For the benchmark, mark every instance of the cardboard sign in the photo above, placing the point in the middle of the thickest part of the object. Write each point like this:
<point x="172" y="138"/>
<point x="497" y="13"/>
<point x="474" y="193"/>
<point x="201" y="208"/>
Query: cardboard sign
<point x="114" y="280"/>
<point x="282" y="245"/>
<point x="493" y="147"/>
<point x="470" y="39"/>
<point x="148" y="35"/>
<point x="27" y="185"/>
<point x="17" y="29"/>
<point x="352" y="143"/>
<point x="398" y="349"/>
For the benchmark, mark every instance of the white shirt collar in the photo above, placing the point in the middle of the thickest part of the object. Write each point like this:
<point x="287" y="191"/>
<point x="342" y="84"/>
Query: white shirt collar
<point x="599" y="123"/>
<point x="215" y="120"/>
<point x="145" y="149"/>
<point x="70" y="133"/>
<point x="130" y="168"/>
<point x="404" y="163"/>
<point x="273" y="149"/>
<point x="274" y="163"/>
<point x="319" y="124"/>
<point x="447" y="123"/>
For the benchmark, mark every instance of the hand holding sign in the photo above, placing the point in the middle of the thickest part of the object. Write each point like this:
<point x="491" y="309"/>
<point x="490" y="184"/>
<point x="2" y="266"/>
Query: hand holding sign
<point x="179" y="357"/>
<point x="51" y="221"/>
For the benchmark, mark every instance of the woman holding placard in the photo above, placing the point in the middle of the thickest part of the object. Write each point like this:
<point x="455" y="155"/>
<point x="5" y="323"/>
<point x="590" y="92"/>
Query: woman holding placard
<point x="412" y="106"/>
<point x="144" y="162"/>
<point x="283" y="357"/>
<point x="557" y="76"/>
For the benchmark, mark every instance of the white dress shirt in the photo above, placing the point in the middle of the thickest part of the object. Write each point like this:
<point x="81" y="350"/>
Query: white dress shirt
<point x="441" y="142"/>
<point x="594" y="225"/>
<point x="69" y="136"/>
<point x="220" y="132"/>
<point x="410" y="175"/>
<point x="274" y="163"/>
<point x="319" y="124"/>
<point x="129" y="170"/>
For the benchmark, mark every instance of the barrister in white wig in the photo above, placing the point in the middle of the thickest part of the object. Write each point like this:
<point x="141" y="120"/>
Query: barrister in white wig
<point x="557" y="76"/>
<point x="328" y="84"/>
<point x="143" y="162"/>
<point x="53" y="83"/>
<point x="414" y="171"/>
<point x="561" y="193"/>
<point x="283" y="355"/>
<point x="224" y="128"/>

----------

**WHAT IS BEING ASKED:**
Revise the records from the line that contains "For the benchmark, mark every instance of the woman" through the end of the records, changing "placard" to "banner" and leaving everything else as it is. Give only those lines.

**SOLUTION TO THIS PROBLEM:**
For the benchmark, mark every instance of the woman holding banner in the photo above, placing the point in the middle of the thickest part of the object. Write each point like this:
<point x="455" y="155"/>
<point x="5" y="323"/>
<point x="590" y="92"/>
Query: woman holding banner
<point x="412" y="106"/>
<point x="144" y="162"/>
<point x="283" y="357"/>
<point x="557" y="76"/>
For the benchmark, mark every instance of the white dress shirt in the photo above, placing the point in the middle of the thickest part of the object. Write each point like this:
<point x="81" y="350"/>
Query: white dress shirt
<point x="441" y="142"/>
<point x="594" y="225"/>
<point x="69" y="136"/>
<point x="220" y="132"/>
<point x="410" y="175"/>
<point x="274" y="163"/>
<point x="319" y="124"/>
<point x="129" y="170"/>
For the benchmark, mark every instance of the barrister in white wig in the photo above, placing the point in the middle of the thickest part of the object. Write each point like this:
<point x="141" y="120"/>
Query: barrister in white wig
<point x="557" y="76"/>
<point x="328" y="84"/>
<point x="143" y="162"/>
<point x="53" y="83"/>
<point x="414" y="171"/>
<point x="561" y="193"/>
<point x="283" y="355"/>
<point x="224" y="128"/>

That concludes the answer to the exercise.